**Work to complete**
Continue the news article below about Andres Iniesta's contract extension with Vissel Kobe, picking up after its final sentence.
** Opening Extracted text block **
Spanish football legend Andres Iniesta celebrated his 37th birthday on Tuesday by signing a contract extension that will keep him at J-League side Vissel Kobe for two more years.

The former Barcelona midfield maestro joined Kobe in 2018 in a deal worth a reported $30 million a year and recently recovered from a serious thigh injury.

“I will continue on my quest to make Vissel Kobe a stronger club,” said the World Cup-winning midfielder, speaking through a Japanese translator.

“I am determined to contribute as much as possible to bring this team to a higher level,” he added sitting alongside Kobe’s tech-billionaire owner Hiroshi Mikitani.

Iniesta’s debut at Kobe in July 2018 ended with an embarrassing home defeat, but he helped lead the team to their first Japanese Super Cup title in 2020.

Iniesta has enjoyed huge popularity in Japan with analysts estimating he has generated more than $100 million in ticket sales and merchandising revenue. He has appeared in TV commercials for Japanese sake and mobile phone services.

Named Kobe’s captain in April 2019 after a shake-up at the club, Iniesta was sidelined for several months after he suffered a ruptured tendon in his right thigh last December.
** Closing Extracted text block **
** Opening Entries shown block **
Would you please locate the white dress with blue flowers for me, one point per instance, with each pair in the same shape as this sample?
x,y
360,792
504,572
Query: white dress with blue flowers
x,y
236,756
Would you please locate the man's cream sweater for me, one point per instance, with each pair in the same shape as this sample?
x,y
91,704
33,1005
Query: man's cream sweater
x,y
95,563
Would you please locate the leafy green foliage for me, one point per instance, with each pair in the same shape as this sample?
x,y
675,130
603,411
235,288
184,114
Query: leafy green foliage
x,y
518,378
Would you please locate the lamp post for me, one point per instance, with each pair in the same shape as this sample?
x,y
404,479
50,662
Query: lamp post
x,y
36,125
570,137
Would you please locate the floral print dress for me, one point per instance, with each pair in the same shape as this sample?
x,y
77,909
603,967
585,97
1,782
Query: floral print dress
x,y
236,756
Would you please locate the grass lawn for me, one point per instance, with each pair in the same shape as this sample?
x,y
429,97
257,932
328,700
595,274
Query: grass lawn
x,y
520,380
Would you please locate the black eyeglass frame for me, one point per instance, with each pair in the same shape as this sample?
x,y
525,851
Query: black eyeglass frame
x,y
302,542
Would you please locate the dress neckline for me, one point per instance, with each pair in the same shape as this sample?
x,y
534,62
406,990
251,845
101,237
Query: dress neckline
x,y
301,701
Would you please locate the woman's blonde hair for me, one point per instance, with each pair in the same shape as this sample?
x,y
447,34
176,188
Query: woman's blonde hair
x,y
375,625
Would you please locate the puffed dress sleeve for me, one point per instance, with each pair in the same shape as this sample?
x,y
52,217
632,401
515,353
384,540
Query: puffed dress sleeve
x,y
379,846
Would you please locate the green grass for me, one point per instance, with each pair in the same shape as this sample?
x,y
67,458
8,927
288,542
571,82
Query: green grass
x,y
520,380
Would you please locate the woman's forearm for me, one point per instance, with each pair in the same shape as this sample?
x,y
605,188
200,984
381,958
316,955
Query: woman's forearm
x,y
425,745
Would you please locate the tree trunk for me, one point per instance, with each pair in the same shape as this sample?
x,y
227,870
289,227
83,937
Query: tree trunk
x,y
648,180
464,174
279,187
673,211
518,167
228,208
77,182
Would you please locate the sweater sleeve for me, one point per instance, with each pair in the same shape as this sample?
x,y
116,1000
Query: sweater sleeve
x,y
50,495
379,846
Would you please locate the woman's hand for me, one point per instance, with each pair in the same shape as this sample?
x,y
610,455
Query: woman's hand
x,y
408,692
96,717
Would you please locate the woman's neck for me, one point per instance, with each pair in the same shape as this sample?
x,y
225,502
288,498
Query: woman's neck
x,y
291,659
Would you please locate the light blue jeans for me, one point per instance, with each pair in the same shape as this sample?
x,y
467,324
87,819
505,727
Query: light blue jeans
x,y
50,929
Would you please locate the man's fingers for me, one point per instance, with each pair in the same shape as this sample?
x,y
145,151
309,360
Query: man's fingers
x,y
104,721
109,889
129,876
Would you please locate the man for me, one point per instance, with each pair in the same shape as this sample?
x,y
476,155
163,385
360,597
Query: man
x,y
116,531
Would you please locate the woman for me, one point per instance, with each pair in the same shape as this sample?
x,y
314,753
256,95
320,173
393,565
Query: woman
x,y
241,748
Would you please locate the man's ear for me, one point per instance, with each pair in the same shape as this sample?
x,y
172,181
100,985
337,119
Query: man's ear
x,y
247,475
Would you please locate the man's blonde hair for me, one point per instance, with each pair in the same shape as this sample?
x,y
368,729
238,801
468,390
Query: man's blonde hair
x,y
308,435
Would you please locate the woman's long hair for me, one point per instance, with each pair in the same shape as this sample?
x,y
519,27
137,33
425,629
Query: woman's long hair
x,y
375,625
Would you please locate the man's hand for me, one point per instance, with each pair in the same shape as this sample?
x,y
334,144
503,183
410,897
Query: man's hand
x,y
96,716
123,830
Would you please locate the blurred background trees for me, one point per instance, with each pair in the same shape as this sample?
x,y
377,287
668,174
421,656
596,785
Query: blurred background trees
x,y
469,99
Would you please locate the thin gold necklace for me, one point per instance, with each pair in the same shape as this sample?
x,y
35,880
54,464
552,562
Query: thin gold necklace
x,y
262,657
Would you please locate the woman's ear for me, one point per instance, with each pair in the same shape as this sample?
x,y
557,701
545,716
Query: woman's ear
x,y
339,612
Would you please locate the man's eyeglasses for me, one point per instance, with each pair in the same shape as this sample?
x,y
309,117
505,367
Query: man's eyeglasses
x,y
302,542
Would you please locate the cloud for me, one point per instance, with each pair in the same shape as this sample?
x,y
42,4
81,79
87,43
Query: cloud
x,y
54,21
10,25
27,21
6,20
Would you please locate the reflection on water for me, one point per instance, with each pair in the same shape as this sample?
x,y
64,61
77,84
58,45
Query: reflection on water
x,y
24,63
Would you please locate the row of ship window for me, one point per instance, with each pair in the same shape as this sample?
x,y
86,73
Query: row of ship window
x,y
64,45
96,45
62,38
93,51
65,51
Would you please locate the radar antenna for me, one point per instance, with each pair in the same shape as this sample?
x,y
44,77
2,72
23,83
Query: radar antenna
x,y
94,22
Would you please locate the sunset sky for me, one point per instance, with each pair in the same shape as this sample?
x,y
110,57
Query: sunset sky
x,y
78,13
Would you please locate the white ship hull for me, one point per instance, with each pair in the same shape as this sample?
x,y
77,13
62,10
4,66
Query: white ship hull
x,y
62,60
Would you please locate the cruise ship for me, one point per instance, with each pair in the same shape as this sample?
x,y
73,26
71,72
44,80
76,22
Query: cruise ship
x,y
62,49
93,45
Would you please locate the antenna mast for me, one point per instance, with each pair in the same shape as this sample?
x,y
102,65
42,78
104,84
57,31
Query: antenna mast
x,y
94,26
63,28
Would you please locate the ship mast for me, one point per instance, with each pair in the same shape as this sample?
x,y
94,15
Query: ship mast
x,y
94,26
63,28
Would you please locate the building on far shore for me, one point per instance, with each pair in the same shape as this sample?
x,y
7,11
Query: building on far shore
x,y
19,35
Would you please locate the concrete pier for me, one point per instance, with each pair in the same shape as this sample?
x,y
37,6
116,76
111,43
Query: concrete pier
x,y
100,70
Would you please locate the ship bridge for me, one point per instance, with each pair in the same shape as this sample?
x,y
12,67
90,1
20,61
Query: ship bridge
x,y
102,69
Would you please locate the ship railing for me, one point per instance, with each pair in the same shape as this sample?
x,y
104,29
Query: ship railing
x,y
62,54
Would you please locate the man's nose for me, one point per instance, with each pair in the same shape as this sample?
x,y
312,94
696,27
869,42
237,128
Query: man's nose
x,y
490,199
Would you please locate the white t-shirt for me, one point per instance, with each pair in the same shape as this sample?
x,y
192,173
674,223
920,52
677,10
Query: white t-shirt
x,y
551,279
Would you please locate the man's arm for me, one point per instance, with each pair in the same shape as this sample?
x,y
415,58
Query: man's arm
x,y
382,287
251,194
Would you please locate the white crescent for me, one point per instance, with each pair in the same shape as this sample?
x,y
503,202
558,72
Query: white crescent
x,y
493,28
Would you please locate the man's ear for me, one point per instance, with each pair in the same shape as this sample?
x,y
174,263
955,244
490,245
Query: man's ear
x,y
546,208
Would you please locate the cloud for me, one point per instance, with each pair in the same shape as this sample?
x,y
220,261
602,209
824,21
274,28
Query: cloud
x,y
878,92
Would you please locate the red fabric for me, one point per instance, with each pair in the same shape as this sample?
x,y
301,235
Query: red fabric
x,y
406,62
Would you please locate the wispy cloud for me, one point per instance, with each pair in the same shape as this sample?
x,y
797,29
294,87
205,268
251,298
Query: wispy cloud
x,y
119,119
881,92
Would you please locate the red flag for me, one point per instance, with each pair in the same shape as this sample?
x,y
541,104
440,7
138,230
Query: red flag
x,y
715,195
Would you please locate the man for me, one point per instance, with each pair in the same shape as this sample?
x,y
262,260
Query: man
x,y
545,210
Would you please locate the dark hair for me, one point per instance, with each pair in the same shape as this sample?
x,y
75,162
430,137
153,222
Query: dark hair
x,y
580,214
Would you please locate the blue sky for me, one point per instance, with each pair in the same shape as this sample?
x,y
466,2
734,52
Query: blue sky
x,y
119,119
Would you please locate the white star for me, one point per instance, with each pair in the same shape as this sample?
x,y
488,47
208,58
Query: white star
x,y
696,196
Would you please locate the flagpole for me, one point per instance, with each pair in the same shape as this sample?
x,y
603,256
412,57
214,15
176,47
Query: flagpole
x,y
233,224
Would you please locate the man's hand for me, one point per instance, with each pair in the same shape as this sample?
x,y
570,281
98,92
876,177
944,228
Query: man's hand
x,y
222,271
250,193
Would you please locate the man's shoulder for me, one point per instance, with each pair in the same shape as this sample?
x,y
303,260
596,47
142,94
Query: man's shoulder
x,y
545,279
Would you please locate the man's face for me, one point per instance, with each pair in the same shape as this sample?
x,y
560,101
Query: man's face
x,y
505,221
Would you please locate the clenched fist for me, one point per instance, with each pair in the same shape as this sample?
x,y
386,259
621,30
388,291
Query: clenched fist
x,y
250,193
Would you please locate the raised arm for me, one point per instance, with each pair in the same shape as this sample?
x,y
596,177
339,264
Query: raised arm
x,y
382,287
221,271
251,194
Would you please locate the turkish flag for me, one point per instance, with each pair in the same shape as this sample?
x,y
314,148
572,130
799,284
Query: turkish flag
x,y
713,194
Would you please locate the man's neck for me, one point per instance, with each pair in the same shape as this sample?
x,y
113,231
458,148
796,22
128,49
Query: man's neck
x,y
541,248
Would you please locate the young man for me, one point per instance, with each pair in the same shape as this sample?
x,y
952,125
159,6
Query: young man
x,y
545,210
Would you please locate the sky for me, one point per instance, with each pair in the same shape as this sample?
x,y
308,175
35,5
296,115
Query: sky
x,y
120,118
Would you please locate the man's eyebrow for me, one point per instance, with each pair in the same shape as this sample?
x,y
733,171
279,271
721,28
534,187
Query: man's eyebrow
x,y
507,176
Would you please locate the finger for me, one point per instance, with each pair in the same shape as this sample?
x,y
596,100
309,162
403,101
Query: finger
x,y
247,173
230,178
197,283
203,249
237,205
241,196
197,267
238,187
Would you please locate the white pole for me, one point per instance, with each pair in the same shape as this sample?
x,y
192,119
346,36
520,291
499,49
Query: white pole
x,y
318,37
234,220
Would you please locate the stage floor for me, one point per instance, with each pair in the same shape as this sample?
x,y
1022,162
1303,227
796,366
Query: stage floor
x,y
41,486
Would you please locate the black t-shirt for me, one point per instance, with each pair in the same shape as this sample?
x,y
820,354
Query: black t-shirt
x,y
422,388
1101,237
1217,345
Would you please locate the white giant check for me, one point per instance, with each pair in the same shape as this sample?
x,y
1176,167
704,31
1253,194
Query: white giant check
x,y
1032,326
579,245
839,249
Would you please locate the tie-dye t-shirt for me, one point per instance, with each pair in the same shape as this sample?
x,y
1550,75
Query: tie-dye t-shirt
** Closing Entries shown block **
**Answer**
Following surgery in Barcelona, he was back training in April before returning to action in the J-League this month.

Widely considered one of the most gifted midfielders of all time, he scored the winning goal as Spain won the 2010 World Cup in South Africa, and he was a key member of the European Championship-winning side’s of 2008 and 2012.

Iniesta was the driving force behind four Champions League wins with Barcelona and helped the Catalan club secure domestic trebles in 2009 and 2015. 

He also won nine La Liga titles, two European Super Cups and three FIFA Club World Cups, leaving Barcelona as the most decorated Spanish player of all time, with more than 30 trophies for club and country.

His decision to join Kobe after 22 years at Barcelona, 16 of them as a first team player, was seen as a coup for Japanese football, which had been struggling to attract big names tempted by cash-rich Chinese clubs in the twilight of their careers.

Kobe owner Mikitani said Iniesta’s decision to stay will help the team’s ambition to be the top club in Asia while elevating the standard of football in Japan.

Iniesta “has not just improved Vissel’s status, but he has improved the global recognition of the J-League,” Mikitani said.

Iniesta said he wanted to stay engaged with Vissel Kobe once his playing days were over, although he did not say in what capacity.